§ RECORDED DATA:

>> begin

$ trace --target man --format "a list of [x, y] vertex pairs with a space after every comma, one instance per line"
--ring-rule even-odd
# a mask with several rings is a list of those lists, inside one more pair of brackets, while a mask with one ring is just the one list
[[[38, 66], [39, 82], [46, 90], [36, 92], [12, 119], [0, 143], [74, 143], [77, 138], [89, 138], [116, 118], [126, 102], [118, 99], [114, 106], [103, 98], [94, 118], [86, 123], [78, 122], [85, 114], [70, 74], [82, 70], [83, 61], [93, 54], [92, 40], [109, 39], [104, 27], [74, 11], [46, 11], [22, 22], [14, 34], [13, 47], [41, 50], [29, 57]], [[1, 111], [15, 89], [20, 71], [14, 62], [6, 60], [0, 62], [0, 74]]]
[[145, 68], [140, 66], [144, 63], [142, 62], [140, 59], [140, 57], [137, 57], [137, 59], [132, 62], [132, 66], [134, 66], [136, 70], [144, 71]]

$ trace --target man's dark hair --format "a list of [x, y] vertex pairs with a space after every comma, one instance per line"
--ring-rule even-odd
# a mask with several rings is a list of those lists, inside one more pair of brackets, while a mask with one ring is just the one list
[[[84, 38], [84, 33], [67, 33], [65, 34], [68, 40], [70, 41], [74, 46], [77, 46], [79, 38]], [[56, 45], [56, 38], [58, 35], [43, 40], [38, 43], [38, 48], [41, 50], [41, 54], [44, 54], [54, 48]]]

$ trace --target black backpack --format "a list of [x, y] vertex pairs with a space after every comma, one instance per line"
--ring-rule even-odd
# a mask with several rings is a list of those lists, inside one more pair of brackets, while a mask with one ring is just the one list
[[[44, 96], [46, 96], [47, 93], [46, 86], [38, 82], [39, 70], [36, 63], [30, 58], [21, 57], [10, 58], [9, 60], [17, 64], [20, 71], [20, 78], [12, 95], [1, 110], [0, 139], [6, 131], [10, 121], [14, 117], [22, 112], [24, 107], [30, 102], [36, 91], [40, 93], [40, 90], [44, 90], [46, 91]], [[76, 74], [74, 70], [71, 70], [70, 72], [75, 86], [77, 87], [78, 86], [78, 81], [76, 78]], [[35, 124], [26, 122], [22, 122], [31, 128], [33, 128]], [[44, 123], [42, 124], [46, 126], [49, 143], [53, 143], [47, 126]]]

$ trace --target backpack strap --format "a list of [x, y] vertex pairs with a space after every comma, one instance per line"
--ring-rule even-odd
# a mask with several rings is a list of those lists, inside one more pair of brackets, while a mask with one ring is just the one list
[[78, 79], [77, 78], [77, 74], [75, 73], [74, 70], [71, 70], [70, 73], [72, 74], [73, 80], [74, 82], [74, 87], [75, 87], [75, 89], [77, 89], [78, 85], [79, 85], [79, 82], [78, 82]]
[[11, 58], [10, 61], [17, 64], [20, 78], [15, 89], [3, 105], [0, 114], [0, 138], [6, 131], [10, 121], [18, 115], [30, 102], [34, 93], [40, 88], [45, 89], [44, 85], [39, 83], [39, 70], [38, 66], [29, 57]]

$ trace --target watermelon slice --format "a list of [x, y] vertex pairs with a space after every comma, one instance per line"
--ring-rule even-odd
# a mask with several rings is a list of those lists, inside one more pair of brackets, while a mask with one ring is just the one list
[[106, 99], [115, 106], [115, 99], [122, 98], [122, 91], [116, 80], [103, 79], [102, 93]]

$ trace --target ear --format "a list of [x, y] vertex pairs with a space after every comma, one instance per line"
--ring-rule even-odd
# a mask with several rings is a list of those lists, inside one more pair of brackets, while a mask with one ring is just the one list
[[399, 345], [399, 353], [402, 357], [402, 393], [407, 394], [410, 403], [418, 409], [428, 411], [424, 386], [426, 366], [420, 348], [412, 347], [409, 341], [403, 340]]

>> end
>> begin

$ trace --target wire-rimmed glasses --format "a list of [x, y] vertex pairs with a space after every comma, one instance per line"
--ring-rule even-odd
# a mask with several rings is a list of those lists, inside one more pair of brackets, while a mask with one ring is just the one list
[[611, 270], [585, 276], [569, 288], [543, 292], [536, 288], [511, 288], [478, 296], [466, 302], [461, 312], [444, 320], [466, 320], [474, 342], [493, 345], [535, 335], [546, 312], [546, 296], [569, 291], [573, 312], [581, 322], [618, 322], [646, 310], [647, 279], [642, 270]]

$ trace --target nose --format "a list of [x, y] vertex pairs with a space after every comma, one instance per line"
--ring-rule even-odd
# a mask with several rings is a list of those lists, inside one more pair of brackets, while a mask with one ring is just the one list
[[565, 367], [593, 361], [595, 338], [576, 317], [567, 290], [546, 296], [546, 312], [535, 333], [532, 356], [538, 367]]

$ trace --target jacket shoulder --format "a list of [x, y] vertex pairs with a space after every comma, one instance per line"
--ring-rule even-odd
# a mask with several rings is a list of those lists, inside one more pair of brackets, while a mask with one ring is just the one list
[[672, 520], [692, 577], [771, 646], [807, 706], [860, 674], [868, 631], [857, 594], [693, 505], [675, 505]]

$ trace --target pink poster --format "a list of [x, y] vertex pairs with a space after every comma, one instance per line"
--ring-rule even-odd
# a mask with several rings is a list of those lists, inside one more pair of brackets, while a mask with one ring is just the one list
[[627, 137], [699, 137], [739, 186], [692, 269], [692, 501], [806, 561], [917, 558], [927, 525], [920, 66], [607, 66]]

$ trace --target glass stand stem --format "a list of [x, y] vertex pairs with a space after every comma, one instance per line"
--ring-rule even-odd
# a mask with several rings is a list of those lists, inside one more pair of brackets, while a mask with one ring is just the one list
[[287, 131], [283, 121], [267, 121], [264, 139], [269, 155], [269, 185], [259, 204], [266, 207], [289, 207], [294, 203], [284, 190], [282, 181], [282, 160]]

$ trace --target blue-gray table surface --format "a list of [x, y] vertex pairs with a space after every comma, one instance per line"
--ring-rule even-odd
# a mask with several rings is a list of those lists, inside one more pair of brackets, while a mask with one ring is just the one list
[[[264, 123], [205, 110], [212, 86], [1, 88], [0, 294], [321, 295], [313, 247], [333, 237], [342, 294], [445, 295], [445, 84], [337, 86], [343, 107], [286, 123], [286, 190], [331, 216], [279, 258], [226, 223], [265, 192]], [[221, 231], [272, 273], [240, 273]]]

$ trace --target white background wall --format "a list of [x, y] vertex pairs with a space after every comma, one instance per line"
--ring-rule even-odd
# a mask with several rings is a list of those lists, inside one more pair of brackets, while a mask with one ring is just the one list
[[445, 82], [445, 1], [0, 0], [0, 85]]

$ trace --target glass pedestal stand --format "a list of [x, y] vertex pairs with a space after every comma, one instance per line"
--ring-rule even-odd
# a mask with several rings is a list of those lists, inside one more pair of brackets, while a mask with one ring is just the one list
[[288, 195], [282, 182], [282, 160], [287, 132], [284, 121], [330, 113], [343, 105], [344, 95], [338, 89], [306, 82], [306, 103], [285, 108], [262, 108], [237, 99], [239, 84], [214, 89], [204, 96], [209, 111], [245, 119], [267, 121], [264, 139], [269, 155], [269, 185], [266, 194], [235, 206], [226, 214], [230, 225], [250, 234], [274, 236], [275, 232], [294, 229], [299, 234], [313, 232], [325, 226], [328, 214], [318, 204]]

>> end

§ WHAT IS EXPECTED:
Render the lines from the line containing "trace --target jacket" through the line containing "505], [675, 505]]" as a numbered list, omitting any blank lines.

§ SOLUTION FOR THIS TASK:
1. $ trace --target jacket shoulder --format "a list of [x, y] vertex pairs with a space after every comma, one instance per line"
2. --ring-rule even-odd
3. # a mask with several rings is a list of those lists, inside one more pair of brackets, while a mask with one ring is just the one list
4. [[672, 520], [692, 577], [771, 646], [807, 706], [860, 674], [868, 631], [857, 594], [693, 505], [675, 505]]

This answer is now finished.